The House That Love Built




“The house that love built.”  Ohhhh….yes, there is love here.  Love that is flowing through every hallway, and twist and turn of the stairwells.  There is warm light flowing through the white shutters on the windows.  Hallways that are linked like a maze, but never feel hopeless, because the light is happy and warm.  The oak hard wood floors and muted light gray walls are accentuated with bright colored patch work quilts, paintings, and black and white photos of smiling children’s faces.   The GIGANTIC kitchen is filled with dinner nightly.  Meals are delivered or made by gentle and kind groups of people.  Tonight a running club showed up car by car with containers of food, so that each family here doesn’t have to worry about making a meal at night.  It feels like love, and a little like home when you come downstairs and smell a hot meal. 




There are different sitting rooms, filled with comfy couches, and overstuffed chairs that swallow you in.  Some are leather couches and sectionals, some covered in neutral and calming upholstery.  There are many coffee tables, because this is a house filled with people who need plenty of coffee (and tea, although I align much more strongly with the coffee crowd).  The main floor has two patios, one with a basket ball hoop, and one with multiple tables, and a soothing fountain and chairs for lingering in quiet conversations or thought.   When a guest walks into the front door, they arrive into a lovely living room with a fire place and fish tank.  If a guest is blessed, they will arrive on an afternoon when “The Governor,” a giant aged basset hound therapy dog is visiting.  And if a guest is really blessed, they will witness a child curled up with “The Governor” receiving pet therapy.

——————————

▶ [TASK A]
In the piece about the house, what group showed up with containers of food tonight?
▶ [TASK B]
Reproduce word for word the part of the piece about the house that opens with the words containing "There are different" and closes with "receiving pet therapy.".
These lines have no connection to the piece about the house.

▶ [SUPPLIED INFORMATION]

——————————

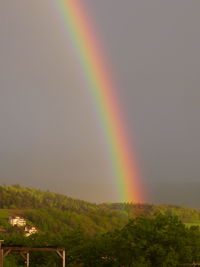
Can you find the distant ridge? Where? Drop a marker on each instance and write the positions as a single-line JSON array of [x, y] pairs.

——————————

▶ [ANSWER SPACE A]
A running club.

▶ [ANSWER SPACE B]
There are different sitting rooms, filled with comfy couches, and overstuffed chairs that swallow you in.  Some are leather couches and sectionals, some covered in neutral and calming upholstery.  There are many coffee tables, because this is a house filled with people who need plenty of coffee (and tea, although I align much more strongly with the coffee crowd).  The main floor has two patios, one with a basket ball hoop, and one with multiple tables, and a soothing fountain and chairs for lingering in quiet conversations or thought.   When a guest walks into the front door, they arrive into a lovely living room with a fire place and fish tank.  If a guest is blessed, they will arrive on an afternoon when “The Governor,” a giant aged basset hound therapy dog is visiting.  And if a guest is really blessed, they will witness a child curled up with “The Governor” receiving pet therapy.